**Reading text:**
'''

The usecase is censorship resistant financial transactions.

It is working right now, for people in Venezuela, for example. It is working
for people who are attempting to make financial transactions, across the
world, quickly and cheaply.

Tell me a better way to make censorship resistant financial transactions, over
the internet, if you think this is useless.

------
Sargos
I think everyone can agree that cryptocurrency got way ahead of itself but HN
almost seems Luddite in it's treatment of the underlying technology to the
point that we are going to have our own "No wireless. Less space than a nomad.
Lame." moment that people will link to for years to come.

The underlying technology is actually pretty worthwhile. Ethereum is providing
a base layer protocol for apps that never go down, never fail, and are fully
trusted. That's something that future generations will take for granted but HN
is largely ignoring right now. Even Google goes down (sometimes once or twice
a month). Take a moment to imagine a few of the things you could do better if
you had 100% reliable hosting that was safe and private. And basically free.

'''

**Problem set:**
1. Reproduce the cryptocurrency thread between "It is working right" and "than a nomad.", inclusive.
2. Write what comes next in the cryptocurrency thread, starting right after its final sentence.
The entries below aren't needed for any of this work.

**Excerpted records:**
'''

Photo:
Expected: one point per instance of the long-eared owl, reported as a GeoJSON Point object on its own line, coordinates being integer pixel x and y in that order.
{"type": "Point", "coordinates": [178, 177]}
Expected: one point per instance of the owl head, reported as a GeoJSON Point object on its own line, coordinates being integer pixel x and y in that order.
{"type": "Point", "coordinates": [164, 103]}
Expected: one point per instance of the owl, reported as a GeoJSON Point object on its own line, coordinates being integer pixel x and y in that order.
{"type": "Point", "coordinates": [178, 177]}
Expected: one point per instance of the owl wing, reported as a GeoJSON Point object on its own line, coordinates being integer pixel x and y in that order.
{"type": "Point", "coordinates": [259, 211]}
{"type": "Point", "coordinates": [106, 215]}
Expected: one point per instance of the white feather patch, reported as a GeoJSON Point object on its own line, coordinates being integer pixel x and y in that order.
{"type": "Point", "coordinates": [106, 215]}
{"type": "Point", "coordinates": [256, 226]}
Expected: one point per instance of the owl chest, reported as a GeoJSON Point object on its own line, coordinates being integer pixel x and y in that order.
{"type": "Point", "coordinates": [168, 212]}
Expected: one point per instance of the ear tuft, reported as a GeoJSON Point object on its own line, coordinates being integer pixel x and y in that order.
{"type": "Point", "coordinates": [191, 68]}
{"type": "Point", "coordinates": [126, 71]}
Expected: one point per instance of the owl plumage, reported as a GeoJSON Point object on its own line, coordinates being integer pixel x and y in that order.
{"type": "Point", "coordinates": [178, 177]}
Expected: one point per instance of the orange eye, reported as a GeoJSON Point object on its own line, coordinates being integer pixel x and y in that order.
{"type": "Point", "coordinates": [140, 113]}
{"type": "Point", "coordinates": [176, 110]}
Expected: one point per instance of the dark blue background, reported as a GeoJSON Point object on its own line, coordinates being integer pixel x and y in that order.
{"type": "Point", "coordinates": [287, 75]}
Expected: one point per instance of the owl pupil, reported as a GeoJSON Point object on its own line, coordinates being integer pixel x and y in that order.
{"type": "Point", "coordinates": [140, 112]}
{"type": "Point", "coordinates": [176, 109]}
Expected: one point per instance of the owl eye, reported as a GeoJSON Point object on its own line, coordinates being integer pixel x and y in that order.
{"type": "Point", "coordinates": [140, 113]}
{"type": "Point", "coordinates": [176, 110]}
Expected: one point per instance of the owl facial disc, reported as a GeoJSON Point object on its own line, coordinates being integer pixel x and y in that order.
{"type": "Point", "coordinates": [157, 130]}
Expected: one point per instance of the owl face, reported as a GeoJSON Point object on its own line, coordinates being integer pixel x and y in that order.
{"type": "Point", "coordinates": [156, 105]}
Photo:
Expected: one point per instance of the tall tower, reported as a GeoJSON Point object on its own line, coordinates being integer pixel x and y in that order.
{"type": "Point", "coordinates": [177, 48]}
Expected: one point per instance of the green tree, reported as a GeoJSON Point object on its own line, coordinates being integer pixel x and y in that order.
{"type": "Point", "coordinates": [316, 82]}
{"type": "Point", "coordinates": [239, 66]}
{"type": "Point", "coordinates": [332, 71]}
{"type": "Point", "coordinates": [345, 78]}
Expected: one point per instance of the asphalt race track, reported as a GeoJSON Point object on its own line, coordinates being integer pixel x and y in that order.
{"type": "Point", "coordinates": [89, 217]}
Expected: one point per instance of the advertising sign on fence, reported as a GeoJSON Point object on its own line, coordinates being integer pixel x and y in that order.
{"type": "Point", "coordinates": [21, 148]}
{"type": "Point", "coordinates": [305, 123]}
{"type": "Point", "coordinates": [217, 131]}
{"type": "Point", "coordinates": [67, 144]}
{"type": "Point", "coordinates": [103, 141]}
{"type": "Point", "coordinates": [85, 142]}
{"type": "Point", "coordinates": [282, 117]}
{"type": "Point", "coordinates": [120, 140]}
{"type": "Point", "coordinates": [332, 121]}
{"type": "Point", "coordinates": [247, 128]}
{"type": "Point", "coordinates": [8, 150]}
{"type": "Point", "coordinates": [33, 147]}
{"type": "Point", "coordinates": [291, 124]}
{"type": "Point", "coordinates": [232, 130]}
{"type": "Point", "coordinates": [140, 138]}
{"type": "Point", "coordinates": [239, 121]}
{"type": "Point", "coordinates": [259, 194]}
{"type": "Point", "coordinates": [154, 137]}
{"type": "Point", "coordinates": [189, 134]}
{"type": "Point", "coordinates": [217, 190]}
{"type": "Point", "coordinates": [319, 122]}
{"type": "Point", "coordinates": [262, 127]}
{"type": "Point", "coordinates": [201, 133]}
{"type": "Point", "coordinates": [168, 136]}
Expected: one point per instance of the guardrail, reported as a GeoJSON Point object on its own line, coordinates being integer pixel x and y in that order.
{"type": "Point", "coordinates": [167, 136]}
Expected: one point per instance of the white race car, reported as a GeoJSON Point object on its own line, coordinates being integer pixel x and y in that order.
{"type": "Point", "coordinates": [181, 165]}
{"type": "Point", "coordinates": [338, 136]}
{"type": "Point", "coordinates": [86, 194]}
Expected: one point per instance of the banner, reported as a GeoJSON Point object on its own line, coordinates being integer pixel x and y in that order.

'''
'''

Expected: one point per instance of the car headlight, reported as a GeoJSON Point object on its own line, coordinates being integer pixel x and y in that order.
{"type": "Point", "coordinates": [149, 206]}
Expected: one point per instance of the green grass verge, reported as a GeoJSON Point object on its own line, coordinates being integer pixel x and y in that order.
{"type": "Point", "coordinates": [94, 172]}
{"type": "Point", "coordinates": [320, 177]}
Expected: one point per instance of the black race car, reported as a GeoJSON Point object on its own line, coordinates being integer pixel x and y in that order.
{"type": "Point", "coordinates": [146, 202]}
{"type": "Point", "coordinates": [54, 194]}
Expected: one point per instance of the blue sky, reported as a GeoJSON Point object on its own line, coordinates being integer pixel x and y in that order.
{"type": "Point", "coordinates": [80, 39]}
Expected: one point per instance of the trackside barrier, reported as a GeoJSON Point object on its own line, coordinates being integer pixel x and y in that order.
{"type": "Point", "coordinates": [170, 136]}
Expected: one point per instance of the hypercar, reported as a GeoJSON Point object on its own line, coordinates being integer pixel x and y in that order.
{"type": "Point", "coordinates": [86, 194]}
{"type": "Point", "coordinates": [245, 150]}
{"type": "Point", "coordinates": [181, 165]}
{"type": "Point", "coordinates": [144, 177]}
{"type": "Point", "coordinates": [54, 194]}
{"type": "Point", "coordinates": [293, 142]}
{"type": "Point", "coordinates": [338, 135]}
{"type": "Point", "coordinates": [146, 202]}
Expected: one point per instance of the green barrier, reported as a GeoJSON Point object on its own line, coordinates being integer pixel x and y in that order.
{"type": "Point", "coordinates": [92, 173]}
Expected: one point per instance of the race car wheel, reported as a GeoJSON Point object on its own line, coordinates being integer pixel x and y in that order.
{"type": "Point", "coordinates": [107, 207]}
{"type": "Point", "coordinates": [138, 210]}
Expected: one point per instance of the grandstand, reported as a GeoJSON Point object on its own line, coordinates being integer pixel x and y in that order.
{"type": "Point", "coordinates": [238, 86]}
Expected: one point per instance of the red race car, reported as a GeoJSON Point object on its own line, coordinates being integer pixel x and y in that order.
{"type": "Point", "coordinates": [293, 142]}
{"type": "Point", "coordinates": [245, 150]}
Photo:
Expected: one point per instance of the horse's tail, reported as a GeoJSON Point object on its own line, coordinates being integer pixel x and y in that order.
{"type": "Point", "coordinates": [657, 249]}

'''

**Responses:**
1.
It is working right now, for people in Venezuela, for example. It is working
for people who are attempting to make financial transactions, across the
world, quickly and cheaply.

Tell me a better way to make censorship resistant financial transactions, over
the internet, if you think this is useless.

------
Sargos
I think everyone can agree that cryptocurrency got way ahead of itself but HN
almost seems Luddite in it's treatment of the underlying technology to the
point that we are going to have our own "No wireless. Less space than a nomad.

2.
(Either the user pays a penny or two when using your app or you pay a penny or
two for each user).

You wouldn't look at the internet in the early 90s and say it was useless
because all it does is carry short messages on Usenet which take a while to
appear. The tech was being improved. Those short pieces of messages evolved
into images and then later video and now we have the internet of today. This
isn't going to happen overnight but it's going to happen faster than the
improvement of the internet since Ethereum is just software and no hardware
needs to be rolled out.

Go ahead and ignore it right now. It's still building time. But don't assume
it's useless or beanie babies. In a few years the layer 1 protocols will be
good enough for something useful and I would bet that we see something truly
unique come out of the blockchain space that we never before knew we needed.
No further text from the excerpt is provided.